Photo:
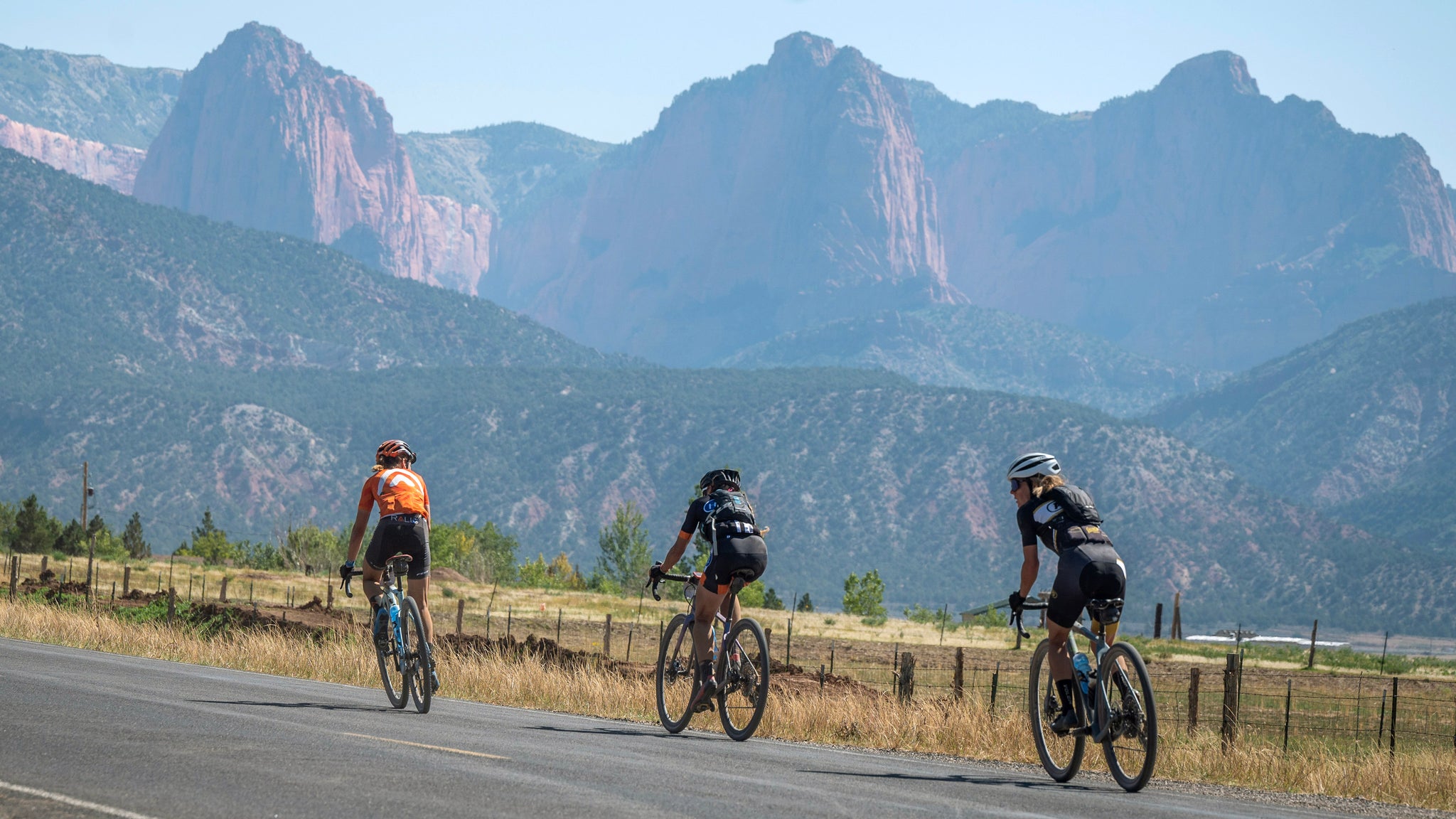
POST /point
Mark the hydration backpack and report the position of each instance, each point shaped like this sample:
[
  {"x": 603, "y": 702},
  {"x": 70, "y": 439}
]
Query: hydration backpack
[{"x": 727, "y": 512}]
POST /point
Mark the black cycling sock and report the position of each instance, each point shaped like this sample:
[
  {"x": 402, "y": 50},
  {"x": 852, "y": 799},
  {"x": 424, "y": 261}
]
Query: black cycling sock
[{"x": 1066, "y": 692}]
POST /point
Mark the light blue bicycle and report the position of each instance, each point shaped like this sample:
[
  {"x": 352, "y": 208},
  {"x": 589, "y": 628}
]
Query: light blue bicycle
[{"x": 405, "y": 665}]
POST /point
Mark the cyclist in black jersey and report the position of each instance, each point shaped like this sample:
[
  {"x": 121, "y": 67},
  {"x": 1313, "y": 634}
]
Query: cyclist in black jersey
[
  {"x": 725, "y": 519},
  {"x": 1065, "y": 519}
]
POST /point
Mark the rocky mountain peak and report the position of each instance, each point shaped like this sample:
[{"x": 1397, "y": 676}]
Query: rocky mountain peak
[
  {"x": 265, "y": 136},
  {"x": 803, "y": 50},
  {"x": 1218, "y": 73}
]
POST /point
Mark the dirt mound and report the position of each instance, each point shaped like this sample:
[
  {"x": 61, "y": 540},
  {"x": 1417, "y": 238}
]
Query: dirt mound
[{"x": 539, "y": 649}]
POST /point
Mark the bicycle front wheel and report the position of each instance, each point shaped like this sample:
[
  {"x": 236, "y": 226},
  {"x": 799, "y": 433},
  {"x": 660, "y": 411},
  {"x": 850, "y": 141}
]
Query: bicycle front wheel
[
  {"x": 1060, "y": 754},
  {"x": 743, "y": 680},
  {"x": 676, "y": 665},
  {"x": 390, "y": 665},
  {"x": 418, "y": 665},
  {"x": 1130, "y": 714}
]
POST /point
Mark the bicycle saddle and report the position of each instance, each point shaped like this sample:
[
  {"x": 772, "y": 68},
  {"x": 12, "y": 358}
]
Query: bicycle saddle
[{"x": 1108, "y": 611}]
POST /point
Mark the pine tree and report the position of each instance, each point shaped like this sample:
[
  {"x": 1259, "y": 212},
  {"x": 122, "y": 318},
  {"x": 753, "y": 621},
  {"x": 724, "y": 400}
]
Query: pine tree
[
  {"x": 132, "y": 538},
  {"x": 36, "y": 531}
]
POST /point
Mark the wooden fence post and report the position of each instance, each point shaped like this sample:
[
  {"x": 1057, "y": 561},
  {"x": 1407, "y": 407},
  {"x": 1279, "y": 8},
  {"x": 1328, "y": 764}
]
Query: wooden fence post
[
  {"x": 1396, "y": 709},
  {"x": 1193, "y": 697},
  {"x": 1289, "y": 698},
  {"x": 788, "y": 641},
  {"x": 906, "y": 677},
  {"x": 1231, "y": 700}
]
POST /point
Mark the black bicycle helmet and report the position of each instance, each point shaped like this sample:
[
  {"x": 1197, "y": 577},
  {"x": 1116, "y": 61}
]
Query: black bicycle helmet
[
  {"x": 718, "y": 477},
  {"x": 395, "y": 448}
]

------------------------------------------------------------

Work order: Could you transcribe every entry above exactly, leaving out the images?

Exercise answer:
Photo:
POST /point
Mark the hydration backpack and report the position of each instance, each point shaped like this sample:
[
  {"x": 603, "y": 702},
  {"x": 70, "y": 439}
]
Query: hydration backpack
[{"x": 727, "y": 512}]
POST /point
Mark the black cycling sock and report the position of each instance, each point shaped like this sample:
[
  {"x": 402, "y": 50},
  {"x": 852, "y": 799},
  {"x": 424, "y": 261}
]
Query: black cycling sock
[{"x": 1066, "y": 692}]
POST /point
Mark the light blue bicycle and report the position of each instance, each point shaped like this sample:
[
  {"x": 352, "y": 208},
  {"x": 589, "y": 628}
]
Query: light blue bicycle
[{"x": 405, "y": 665}]
POST /point
Mark the cyclist in black jersey and report the position of each instance, each point shaped like this sample:
[
  {"x": 121, "y": 67},
  {"x": 1313, "y": 634}
]
Query: cyclist in black jersey
[
  {"x": 725, "y": 519},
  {"x": 1065, "y": 519}
]
POST /point
Mark the rocky mountain peak and report the position of each instance, each point shaped like this sample:
[{"x": 1397, "y": 676}]
Query: rocky mountain peak
[
  {"x": 265, "y": 136},
  {"x": 803, "y": 50},
  {"x": 1218, "y": 73}
]
POST /point
Mark the dirt mound and report the position of each instance, each point shaped like this sample:
[
  {"x": 61, "y": 540},
  {"x": 1417, "y": 238}
]
Query: dirt mound
[{"x": 539, "y": 649}]
POST /point
Mark the bicycle front wheel and report the position of each instance, each point shaped like this sample:
[
  {"x": 236, "y": 226},
  {"x": 799, "y": 433},
  {"x": 660, "y": 411},
  {"x": 850, "y": 141}
]
Query: bicycle front wheel
[
  {"x": 1060, "y": 754},
  {"x": 743, "y": 680},
  {"x": 676, "y": 665},
  {"x": 390, "y": 665},
  {"x": 418, "y": 665},
  {"x": 1130, "y": 714}
]
POST /point
Mark the bicycle saddle and report the position of each instance, each point shaped like this sample:
[
  {"x": 772, "y": 68},
  {"x": 12, "y": 358}
]
Query: bicycle saddle
[{"x": 1108, "y": 611}]
POST /point
Mark the pine tree and report the position of each instance, each point shaped like this sample:
[
  {"x": 1259, "y": 212},
  {"x": 122, "y": 318},
  {"x": 753, "y": 621},
  {"x": 724, "y": 400}
]
Query: pine tree
[
  {"x": 132, "y": 538},
  {"x": 36, "y": 531}
]
POST /point
Mark the wooden fence post and report the position of each instance, each point shaped like this sample:
[
  {"x": 1057, "y": 561},
  {"x": 1407, "y": 407},
  {"x": 1279, "y": 8},
  {"x": 1328, "y": 764}
]
Query: wooden fence post
[
  {"x": 1396, "y": 709},
  {"x": 1193, "y": 697},
  {"x": 1289, "y": 698},
  {"x": 788, "y": 641},
  {"x": 906, "y": 677},
  {"x": 1231, "y": 700}
]
POST /point
Mark the black bicycle helmet and report the position of each instance, each point shaped like this sample:
[
  {"x": 1197, "y": 577},
  {"x": 1116, "y": 61}
]
Query: black bicycle helmet
[
  {"x": 718, "y": 477},
  {"x": 395, "y": 448}
]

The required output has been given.